== Your goal ==
Continue the article on the worst countries for motherhood, starting right after its last sentence.

SEATTLE — In honor of Mother’s Day, Save The Children released its 15th annual State of the World’s Mothers global report. The report gathers statistics on the health of mothers and children across the world. This year, Save the Children ranked 178 countries, showing where mothers fare best and where they face the greatest hardship.
Throughout the years, top ranking countries have shifted from continent to continent. However, rankings for the worst countries to be mothers has consistently resided in Africa. Below are the five worst countries for motherhood.
5. Central African Republic
Violence and fear have gripped the Central African Republic. Civilians are at a constant risk of attacks by armed groups, women suffer through fear of gender-based violence and children are being recruited into combat. Even if civilians are lucky enough to survive those tragedies, diseases are rapidly spreading in Central African Republic. Therefore, with the lack of essential health supplies and professionals, it is extremely difficult for mothers and their children to receive the proper health care they desperately need.
Source: Save The Children
4. Sierra Leone
Sierra Leone is known to have the highest rate of maternal mortality in the world. One in eight women die in childbirth, yet this problem gets very little attention compared to other global health threats such as malaria, tuberculosis and HIV/AIDS. Every pregnancy in Sierra Leone is a ‘chance of dying’ because of the lack of health care.
Source: Washington Post
According to the Word Factbook, Nigerian civilians have a high death rate of 124 per 1,000 because of its recent record of violence, political mayhems, armed conflicts, poverty and constant recurring natural disasters. Out of the 124 per 1,000 death rate, 63 per 1,000 are maternal death rates and 74 per 1,000 are infant death rates.

== Records provided ==

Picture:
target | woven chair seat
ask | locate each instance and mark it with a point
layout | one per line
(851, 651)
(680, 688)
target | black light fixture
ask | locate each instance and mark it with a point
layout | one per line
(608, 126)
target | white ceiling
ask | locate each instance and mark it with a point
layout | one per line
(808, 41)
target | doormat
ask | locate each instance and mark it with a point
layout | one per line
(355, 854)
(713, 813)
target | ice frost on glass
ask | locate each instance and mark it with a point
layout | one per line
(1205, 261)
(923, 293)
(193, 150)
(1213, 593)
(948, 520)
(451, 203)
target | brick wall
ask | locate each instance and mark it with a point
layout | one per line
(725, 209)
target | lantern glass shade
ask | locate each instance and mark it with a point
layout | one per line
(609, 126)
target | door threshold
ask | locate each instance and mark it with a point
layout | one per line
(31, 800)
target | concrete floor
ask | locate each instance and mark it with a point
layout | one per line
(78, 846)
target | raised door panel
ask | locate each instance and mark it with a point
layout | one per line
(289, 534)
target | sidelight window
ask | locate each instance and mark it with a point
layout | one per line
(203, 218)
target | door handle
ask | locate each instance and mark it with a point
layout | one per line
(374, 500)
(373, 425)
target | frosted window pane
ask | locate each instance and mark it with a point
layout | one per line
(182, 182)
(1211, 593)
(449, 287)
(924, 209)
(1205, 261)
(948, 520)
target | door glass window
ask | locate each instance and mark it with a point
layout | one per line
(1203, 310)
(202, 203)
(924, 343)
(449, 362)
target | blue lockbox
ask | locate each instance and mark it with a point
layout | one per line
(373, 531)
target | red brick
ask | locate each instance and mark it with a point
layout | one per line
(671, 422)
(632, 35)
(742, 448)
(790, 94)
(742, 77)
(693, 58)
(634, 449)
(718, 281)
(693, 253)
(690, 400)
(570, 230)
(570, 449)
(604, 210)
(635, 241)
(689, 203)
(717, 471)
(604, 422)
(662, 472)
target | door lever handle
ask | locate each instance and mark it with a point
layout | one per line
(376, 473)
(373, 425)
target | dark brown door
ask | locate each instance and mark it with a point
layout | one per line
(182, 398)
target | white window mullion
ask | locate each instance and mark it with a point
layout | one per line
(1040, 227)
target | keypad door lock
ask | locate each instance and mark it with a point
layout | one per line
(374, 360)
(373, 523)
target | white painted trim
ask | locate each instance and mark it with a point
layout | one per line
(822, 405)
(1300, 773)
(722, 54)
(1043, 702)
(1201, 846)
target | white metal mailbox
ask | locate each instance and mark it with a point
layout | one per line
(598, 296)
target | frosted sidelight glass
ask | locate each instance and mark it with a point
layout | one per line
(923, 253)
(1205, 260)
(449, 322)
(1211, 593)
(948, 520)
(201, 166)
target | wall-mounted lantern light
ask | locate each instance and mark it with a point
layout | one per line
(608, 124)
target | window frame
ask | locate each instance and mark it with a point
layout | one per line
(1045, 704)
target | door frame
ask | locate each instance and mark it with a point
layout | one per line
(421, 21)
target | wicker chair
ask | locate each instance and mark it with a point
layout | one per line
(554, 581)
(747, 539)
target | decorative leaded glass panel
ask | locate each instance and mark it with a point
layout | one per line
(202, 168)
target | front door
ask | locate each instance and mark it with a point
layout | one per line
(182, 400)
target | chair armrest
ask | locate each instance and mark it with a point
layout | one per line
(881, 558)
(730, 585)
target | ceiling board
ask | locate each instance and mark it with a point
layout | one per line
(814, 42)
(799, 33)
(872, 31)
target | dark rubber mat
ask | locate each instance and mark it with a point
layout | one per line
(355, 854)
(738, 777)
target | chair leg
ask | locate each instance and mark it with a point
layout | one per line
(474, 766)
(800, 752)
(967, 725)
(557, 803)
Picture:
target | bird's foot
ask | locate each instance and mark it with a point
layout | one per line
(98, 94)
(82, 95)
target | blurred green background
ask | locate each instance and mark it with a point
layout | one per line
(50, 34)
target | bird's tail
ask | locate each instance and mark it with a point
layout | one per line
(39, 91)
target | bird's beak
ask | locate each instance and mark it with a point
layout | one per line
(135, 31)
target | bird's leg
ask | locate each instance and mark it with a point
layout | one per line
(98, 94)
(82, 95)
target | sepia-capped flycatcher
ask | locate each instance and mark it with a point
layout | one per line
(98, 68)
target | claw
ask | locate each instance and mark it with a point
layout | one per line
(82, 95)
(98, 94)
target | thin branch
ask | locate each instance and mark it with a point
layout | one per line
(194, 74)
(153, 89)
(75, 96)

== Reply ==
Photo: The ObamaCrat
Sources: The World Factbook, The Daily Times
A high percentage of women are married in Chad before the age of 18. Being married at a younger age increases fertility rates, and with Chad’s economic circumstances, lack of education and inequality of women, it makes it extremely dangerous for women to bare children at a young age.
Source: A Mother’s Monument
1. Côte D’Ivoire
According to a research article, “Breastfeeding: the hidden barrier in Côte d’Ivoire’s quest to eliminate mother-to-child transmission of HIV,” Côte d’Ivoire has one of the worst HIV/AIDS epidemics in West Africa. With the lack of proper health care to prevent HIV/AIDS mother-to-child transmission, the number of maternal and child death rate are extremely high; 1 in 53 lifetime risk of maternal death and 1 in 107.6 under-5 mortality rate per 1,000 live births.
Sources: Save The Children, JIAS
Major General Patrick Cammaert, the Deputy Force Commander of the United Nations Mission to the Democratic Ruplic of Congo, once said, “It is now more dangerous to be a woman than to be a soldier in modern wars.” More women are dying from illnesses such as diarrhea, pneumonia, malaria and malnutrition than soldiers in battle. With today’s technology, the vast majority of these conditions are preventable or treatable by providing women and children basic health care. Yet these mothers still suffer every day.